Wat te doen.
Leg in één tot drie zinnen uit wanneer de schuld volgens de bron in één keer helemaal betaald zou worden in plaats van per maand.

Deze afspraken zijn de volgende:
1. Maandelijkse betaling van € 10.000 vanaf december 2008 t/m april 2009 […]
2. Maandelijkse betaling van € 10.000 vanaf december 2009 tot dat de schuld is betaald.
3. Indien [gedaagde] de beheerderwoning afneemt zal de schuld in zijn geheel worden betaald.
4. [naam 4 BV] BV garandeert de aflossing van de schuld.
5. De rente berekening is tot 17 april 2007: 5%
6. De rente vanaf 17 april 2007: 8%
De heer [eiser] wil deze afspraken graag vastleggen in een notarieel document. Hoe zou dit moeten werken en hebben jullie daar ervaring mee?[…]”.
2.8. Bij e-mail van 10 november 2011 heeft [eiser] aan [gedaagde] onder meer het volgende geschreven:
“[…] [gedaagde]:
Ik heb [naam A] verscheidene keren gevraagd voor jullie berekening van de schuld. Dit was nooit verstrekt. […]”.

Getoonde gegevens.

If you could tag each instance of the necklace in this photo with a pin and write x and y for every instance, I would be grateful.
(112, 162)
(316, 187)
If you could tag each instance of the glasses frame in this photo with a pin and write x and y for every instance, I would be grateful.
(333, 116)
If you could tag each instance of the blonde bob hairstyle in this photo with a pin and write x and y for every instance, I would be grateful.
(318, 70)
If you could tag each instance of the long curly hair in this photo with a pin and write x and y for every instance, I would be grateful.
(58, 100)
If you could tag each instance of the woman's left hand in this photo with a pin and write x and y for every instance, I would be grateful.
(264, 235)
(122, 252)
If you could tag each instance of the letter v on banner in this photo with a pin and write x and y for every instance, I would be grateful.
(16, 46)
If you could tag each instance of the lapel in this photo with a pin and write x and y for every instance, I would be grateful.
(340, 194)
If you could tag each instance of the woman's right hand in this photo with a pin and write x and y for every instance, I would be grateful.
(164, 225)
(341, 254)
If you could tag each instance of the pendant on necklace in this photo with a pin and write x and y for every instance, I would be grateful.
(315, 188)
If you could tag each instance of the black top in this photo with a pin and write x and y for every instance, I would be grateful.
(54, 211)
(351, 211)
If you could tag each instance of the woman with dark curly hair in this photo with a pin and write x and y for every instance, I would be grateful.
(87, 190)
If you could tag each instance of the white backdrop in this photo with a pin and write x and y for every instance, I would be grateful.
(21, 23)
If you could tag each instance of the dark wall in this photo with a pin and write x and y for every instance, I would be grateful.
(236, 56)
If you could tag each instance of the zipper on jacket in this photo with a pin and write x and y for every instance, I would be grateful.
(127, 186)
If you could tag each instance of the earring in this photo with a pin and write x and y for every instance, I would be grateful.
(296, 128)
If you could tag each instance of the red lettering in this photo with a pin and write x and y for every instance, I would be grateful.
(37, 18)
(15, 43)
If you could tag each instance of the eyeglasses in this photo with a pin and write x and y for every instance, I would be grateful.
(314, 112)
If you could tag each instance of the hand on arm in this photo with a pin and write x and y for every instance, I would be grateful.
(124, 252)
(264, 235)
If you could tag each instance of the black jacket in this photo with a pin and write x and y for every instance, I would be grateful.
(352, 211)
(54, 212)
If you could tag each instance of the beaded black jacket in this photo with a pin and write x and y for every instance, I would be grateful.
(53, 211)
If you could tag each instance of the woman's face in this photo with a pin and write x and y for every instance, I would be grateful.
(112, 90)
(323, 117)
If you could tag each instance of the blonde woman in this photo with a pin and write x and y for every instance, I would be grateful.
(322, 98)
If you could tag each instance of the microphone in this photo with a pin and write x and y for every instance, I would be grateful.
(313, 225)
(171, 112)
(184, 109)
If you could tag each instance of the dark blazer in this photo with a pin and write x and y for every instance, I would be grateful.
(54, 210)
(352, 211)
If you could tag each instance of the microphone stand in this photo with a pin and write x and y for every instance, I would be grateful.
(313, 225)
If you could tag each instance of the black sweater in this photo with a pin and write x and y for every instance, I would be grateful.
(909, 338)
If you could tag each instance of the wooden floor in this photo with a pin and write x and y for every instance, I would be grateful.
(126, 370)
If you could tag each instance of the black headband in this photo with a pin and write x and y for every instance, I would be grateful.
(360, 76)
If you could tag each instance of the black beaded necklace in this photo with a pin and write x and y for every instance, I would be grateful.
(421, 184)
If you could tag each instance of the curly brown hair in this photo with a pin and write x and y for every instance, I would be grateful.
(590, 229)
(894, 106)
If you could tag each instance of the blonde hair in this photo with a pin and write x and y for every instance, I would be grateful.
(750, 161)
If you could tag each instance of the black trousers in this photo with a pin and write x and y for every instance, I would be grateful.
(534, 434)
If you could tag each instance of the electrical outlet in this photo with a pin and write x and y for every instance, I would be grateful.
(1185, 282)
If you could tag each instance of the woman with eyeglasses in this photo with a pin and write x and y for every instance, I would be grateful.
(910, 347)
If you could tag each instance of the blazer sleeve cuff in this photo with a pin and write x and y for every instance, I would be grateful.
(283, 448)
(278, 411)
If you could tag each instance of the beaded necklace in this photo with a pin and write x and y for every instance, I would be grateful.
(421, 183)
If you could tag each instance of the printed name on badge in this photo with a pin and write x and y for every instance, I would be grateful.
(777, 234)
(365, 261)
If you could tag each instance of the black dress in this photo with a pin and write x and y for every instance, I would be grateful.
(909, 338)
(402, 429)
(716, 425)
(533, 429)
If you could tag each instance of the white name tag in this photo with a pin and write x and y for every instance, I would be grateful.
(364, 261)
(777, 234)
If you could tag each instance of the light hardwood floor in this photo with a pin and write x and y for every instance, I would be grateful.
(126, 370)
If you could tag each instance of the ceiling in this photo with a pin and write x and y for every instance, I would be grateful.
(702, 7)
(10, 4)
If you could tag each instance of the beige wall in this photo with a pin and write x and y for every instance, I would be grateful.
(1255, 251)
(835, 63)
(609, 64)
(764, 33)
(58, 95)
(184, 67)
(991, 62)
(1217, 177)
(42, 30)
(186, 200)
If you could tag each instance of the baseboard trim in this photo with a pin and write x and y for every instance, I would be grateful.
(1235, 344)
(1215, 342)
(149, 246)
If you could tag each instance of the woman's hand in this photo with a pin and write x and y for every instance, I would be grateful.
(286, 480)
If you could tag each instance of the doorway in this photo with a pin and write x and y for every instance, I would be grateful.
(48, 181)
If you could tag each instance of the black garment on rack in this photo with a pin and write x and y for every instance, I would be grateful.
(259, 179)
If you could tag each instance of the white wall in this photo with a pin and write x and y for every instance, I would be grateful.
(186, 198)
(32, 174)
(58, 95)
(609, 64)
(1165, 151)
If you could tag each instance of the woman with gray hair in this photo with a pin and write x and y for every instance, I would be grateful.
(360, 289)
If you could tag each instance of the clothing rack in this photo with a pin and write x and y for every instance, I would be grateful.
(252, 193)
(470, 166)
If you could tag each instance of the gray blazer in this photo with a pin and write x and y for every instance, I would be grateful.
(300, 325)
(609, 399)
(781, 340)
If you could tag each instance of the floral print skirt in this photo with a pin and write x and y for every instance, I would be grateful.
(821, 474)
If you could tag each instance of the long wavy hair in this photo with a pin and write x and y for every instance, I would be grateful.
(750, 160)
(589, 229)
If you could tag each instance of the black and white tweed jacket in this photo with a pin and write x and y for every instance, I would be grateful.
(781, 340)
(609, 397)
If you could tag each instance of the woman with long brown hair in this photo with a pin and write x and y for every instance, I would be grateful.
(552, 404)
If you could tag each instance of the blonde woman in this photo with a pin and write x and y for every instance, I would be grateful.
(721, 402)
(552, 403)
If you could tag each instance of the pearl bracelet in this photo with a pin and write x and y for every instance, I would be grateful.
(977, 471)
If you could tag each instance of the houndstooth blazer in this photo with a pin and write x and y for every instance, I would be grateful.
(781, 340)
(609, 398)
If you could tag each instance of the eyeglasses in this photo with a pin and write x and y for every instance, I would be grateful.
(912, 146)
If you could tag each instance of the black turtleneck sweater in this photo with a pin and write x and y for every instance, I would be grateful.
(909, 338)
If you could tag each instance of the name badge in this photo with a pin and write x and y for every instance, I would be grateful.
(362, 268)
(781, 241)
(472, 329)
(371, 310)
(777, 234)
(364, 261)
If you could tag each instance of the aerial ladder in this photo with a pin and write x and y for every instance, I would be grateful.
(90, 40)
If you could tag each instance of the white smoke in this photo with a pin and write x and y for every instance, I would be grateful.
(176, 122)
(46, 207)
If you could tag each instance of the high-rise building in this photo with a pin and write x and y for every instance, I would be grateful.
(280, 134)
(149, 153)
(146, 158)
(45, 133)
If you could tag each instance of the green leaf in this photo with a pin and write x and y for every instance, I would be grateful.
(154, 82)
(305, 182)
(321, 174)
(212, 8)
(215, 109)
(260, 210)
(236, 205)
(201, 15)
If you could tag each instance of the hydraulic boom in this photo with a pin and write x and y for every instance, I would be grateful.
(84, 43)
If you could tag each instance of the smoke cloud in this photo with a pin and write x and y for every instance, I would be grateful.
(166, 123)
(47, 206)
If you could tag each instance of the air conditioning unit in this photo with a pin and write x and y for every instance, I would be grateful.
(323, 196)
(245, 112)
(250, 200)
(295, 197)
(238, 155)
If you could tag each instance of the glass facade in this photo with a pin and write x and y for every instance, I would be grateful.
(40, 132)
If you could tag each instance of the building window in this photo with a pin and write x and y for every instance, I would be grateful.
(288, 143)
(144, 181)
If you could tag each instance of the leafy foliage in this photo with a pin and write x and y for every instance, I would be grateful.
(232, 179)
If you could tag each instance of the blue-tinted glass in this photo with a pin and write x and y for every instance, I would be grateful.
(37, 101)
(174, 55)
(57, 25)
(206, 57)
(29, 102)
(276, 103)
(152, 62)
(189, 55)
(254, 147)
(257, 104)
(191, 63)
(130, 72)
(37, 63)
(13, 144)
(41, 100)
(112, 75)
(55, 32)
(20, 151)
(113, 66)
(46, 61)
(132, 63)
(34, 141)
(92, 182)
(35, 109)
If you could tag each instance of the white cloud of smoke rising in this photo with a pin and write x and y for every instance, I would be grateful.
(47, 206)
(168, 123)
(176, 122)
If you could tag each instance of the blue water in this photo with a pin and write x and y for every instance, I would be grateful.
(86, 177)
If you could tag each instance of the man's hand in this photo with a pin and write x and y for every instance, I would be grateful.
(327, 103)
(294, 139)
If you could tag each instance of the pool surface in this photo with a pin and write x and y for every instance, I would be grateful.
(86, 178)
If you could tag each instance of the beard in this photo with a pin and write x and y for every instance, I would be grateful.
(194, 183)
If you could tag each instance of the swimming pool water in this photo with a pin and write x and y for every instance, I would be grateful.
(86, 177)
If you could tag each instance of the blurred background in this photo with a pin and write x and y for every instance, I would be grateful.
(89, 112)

Oplossing.
Volgens de afspraken wordt de schuld gewoonlijk afgelost met maandelijkse betalingen van € 10.000. Als [gedaagde] de beheerderwoning afneemt, wordt de schuld in zijn geheel betaald.